GN toolchains function both as a set of tools for compilation and as a workspace for evaluating build files. The same compilations and actions can be executed by different toolchains. Each toolchain maintains its own set of build args, and build steps from all toolchains can be executed in parallel.

GN Toolchains#

pw_toolchain module provides GN toolchains that may be used to build Pigweed. Various GCC and Clang toolchains for multiple platforms are provided. Toolchains names typically include the compiler (clang or gcc and optimization level (debug, size_optimized, speed_optimized).

Non-C/C++ toolchains#

pw_toolchain/non_c_toolchain.gni provides the pw_non_c_toolchain template. This template creates toolchains that cannot compile C/C++ source code. These toolchains may only be used to execute GN actions or declare groups of targets in other toolchains. Attempting to compile C/C++ code with either of these toolchains results in errors.

* [SUPPLIED ENTRIES]:
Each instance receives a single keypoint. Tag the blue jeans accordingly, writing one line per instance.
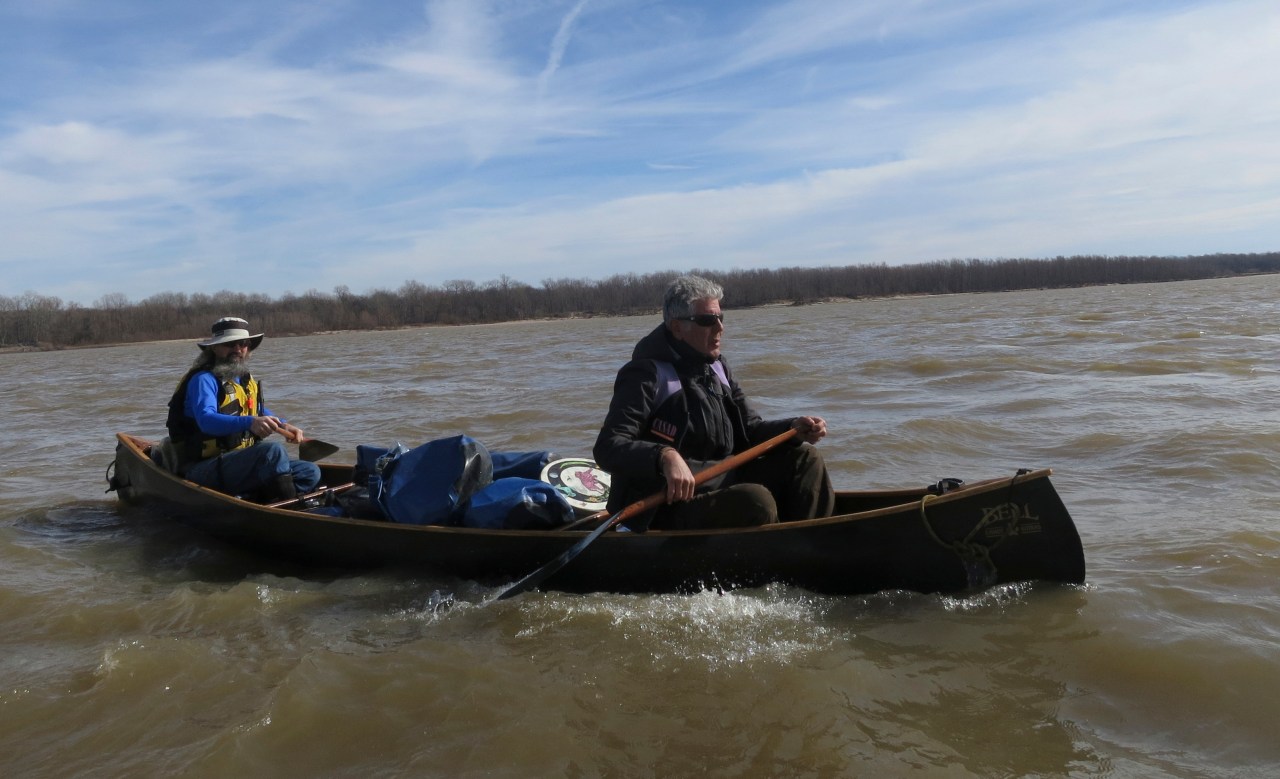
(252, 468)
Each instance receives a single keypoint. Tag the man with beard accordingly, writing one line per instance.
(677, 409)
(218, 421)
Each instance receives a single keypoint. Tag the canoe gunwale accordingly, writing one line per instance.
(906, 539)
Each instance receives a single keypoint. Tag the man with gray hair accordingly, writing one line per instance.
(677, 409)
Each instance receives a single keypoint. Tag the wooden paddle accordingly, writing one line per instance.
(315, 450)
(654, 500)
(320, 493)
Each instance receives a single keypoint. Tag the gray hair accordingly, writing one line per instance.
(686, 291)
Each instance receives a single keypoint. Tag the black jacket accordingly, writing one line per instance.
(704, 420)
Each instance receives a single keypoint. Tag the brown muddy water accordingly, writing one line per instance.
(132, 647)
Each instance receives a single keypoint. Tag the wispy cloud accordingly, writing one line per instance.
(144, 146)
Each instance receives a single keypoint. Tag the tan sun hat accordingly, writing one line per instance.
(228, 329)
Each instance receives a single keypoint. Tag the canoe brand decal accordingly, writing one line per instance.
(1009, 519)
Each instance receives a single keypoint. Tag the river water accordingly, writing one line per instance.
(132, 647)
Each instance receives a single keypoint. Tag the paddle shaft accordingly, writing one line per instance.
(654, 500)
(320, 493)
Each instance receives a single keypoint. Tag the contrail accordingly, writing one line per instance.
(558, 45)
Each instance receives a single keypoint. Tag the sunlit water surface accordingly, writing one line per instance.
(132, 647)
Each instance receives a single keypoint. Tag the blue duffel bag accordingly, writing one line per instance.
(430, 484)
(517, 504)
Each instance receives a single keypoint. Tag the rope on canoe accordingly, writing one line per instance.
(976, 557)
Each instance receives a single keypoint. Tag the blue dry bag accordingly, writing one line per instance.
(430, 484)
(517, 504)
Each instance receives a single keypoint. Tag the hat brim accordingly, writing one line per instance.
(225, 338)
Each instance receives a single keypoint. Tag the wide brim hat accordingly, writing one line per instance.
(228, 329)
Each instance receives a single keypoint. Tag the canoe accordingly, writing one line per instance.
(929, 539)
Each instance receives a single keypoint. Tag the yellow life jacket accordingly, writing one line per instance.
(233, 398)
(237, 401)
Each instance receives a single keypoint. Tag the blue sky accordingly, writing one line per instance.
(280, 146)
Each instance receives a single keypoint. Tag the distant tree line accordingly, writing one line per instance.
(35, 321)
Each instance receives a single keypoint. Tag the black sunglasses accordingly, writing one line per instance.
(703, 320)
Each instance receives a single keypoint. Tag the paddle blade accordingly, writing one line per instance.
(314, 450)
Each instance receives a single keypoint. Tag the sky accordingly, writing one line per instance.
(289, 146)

* [WHAT THIS EXERCISE ASKS]:
1. In the GN toolchains text, does each statement below agree with it? Answer yes or no for each and quote the words that decide it. (a) Build steps from all toolchains can run in parallel. (b) All toolchains share a single set of build args. (c) Toolchains made with the pw_non_c_toolchain template can compile C/C++ source code.
2. Write out the stretch of the GN toolchains text from "GN toolchains function" through "executed in parallel.", word for word.

* [FULL SOLUTIONS]:
1.
(a) Yes: "build steps from all toolchains can be executed in parallel"
(b) No: "Each toolchain maintains its own set of build args"
(c) No: "This template creates toolchains that cannot compile C/C++ source code."

2.
GN toolchains function both as a set of tools for compilation and as a workspace for evaluating build files. The same compilations and actions can be executed by different toolchains. Each toolchain maintains its own set of build args, and build steps from all toolchains can be executed in parallel.